→ Passage shown
--------------------------------
Sign for one, get all
The PDPA prevents companies and organisations from using people’s personal data to make unsolicited calls to sell various products and services.
Still, consumers will need to be vigilant about the fine print!
One common practice that has caught many consumers unaware is that when you sign up for one service, you will usually get a “bulk” service from the company, its subsidiaries and even partners.
Take one bank’s privacy and security statement “We may pass your personal information to our other group companies and agents, as permitted by law.”
A customer service officer from the bank revealed that customers can write in to stop receiving SMS or e-mail offering goods and services from their other departments and their partners. In effect, the onus remains on the customer to take control of their personal data.
While many are still putting their houses in order data users have a three-month grace period from the PDPA enforcement date another bank concedes that they will not be able to issue a blanket “stop” to all marketing communications after a request is submitted due to technical issues.
“There is no mechanism or database yet for us to alert our sales agents that a customer has withdrawn his or her consent for further promotions and offers. There is also no way for us to monitor all of our agents when they call our customers,” says the officer when enquired.
It is the same case for memberships with many product brand clubs.
With many of these finer points yet to be ironed out, data subjects are cautioned to be more prudent with their personal data.
--------------------------------
→ Information
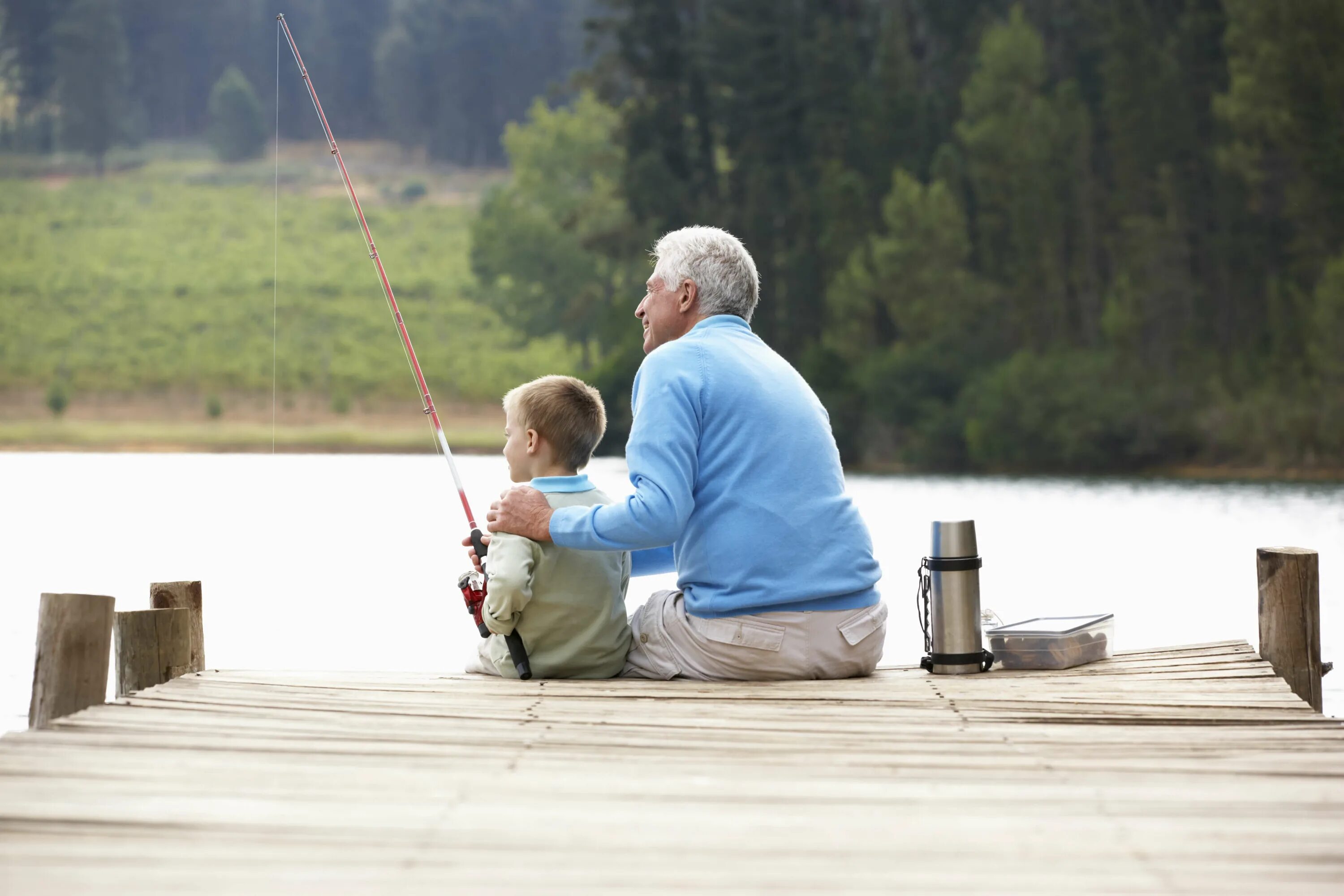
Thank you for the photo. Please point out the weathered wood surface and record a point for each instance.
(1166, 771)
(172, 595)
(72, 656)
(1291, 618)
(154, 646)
--------------------------------
→ Exercise 1
According to the PDPA passage, how long is the grace period that data users have from the PDPA enforcement date?
→ Exercise 2
Using the PDPA passage, explain why one bank admits it cannot issue a blanket "stop" to all marketing communications after a customer submits a request.
→ Exercise 3
Reproduce from the PDPA passage the part that opens with the words "Take one bank’s" and closes with "to technical issues.".
The entries come from a separate source.

→ Reply 1
Data users have a three-month grace period.

→ Reply 2
The bank cites technical issues. It has no mechanism or database yet to alert its sales agents that a customer has withdrawn consent for further promotions and offers, and it has no way to monitor all of its agents when they call customers.

→ Reply 3
Take one bank’s privacy and security statement “We may pass your personal information to our other group companies and agents, as permitted by law.”
A customer service officer from the bank revealed that customers can write in to stop receiving SMS or e-mail offering goods and services from their other departments and their partners. In effect, the onus remains on the customer to take control of their personal data.
While many are still putting their houses in order data users have a three-month grace period from the PDPA enforcement date another bank concedes that they will not be able to issue a blanket “stop” to all marketing communications after a request is submitted due to technical issues.